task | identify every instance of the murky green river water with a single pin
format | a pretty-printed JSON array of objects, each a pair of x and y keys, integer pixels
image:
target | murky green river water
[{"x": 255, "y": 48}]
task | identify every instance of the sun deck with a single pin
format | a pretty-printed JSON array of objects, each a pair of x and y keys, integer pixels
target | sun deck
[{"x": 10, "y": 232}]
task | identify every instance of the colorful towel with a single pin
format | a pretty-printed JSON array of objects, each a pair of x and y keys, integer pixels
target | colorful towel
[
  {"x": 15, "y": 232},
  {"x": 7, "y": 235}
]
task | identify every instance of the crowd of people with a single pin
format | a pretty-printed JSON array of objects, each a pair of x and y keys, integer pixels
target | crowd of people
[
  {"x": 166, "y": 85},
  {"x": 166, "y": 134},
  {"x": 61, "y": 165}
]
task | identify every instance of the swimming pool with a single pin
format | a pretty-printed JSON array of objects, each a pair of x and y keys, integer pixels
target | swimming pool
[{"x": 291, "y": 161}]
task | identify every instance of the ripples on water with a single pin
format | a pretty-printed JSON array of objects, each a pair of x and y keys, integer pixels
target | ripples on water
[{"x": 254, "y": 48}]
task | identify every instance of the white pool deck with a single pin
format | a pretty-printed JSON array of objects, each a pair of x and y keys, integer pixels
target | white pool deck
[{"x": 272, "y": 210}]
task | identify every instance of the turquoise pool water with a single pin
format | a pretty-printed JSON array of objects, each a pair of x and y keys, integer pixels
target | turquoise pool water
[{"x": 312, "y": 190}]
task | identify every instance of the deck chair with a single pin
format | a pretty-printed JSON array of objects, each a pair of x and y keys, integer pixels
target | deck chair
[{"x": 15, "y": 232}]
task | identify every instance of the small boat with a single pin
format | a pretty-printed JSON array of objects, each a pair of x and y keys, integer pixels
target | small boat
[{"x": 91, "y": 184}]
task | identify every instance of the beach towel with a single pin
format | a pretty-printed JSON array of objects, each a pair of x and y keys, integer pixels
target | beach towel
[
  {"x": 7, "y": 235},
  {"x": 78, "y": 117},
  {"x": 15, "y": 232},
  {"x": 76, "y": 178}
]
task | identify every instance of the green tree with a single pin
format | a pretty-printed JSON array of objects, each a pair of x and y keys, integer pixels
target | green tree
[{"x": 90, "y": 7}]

__Requirement__. Lay out every line of the records above as a JSON list of strings, one string per line, leaving out any blank lines.

__Written answer__.
[
  "task | identify every instance of the murky green river water with a single pin",
  "format | a pretty-printed JSON array of objects, each a pair of x and y keys, integer pixels",
  "image:",
  "target | murky green river water",
  "[{\"x\": 255, \"y\": 48}]",
  "task | identify every instance of the sun deck with a single pin",
  "format | a pretty-printed JSON array of objects, each a pair of x and y keys, integer pixels",
  "target | sun deck",
  "[{\"x\": 10, \"y\": 232}]",
  "task | identify every instance of the colorful towel with a single pin",
  "format | a pretty-printed JSON array of objects, each a pair of x and y keys, integer pixels",
  "target | colorful towel",
  "[",
  "  {\"x\": 15, \"y\": 232},",
  "  {\"x\": 7, \"y\": 235}",
  "]",
  "task | identify every instance of the crowd of people with a single pin",
  "format | a pretty-printed JSON array of objects, each a pair of x and y keys, integer pixels",
  "target | crowd of people",
  "[",
  "  {\"x\": 166, \"y\": 85},",
  "  {\"x\": 166, \"y\": 134},",
  "  {\"x\": 61, \"y\": 165}",
  "]",
  "task | identify every instance of the swimming pool with a single pin",
  "format | a pretty-printed JSON array of objects, each a pair of x and y keys, integer pixels",
  "target | swimming pool",
  "[{\"x\": 291, \"y\": 161}]",
  "task | identify every instance of the ripples on water with a single pin",
  "format | a pretty-printed JSON array of objects, each a pair of x and y keys, integer pixels",
  "target | ripples on water",
  "[{\"x\": 254, \"y\": 48}]",
  "task | identify every instance of the white pool deck with a single pin",
  "format | a pretty-printed JSON array of objects, each a pair of x and y keys, integer pixels",
  "target | white pool deck",
  "[{\"x\": 272, \"y\": 210}]",
  "task | identify every instance of the turquoise pool water with a single pin",
  "format | a pretty-printed JSON array of objects, each a pair of x and y keys, integer pixels",
  "target | turquoise pool water",
  "[{\"x\": 312, \"y\": 190}]",
  "task | identify every instance of the deck chair with a single pin",
  "format | a pretty-printed JSON array of objects, each a pair of x and y keys, integer pixels",
  "target | deck chair",
  "[{\"x\": 15, \"y\": 232}]",
  "task | identify every instance of the small boat with a single pin",
  "format | a pretty-printed JSON array of objects, each a pair of x and y keys, integer pixels",
  "target | small boat",
  "[{\"x\": 91, \"y\": 184}]",
  "task | identify every instance of the beach towel with a single pin",
  "format | a pretty-printed JSON array of objects, each a pair of x and y keys, integer pixels",
  "target | beach towel",
  "[",
  "  {\"x\": 7, \"y\": 235},",
  "  {\"x\": 78, \"y\": 117},",
  "  {\"x\": 15, \"y\": 232},",
  "  {\"x\": 76, \"y\": 178}",
  "]",
  "task | identify every instance of the green tree with a single pin",
  "format | a pretty-printed JSON array of objects, each a pair of x and y keys, integer pixels",
  "target | green tree",
  "[{\"x\": 90, \"y\": 7}]"
]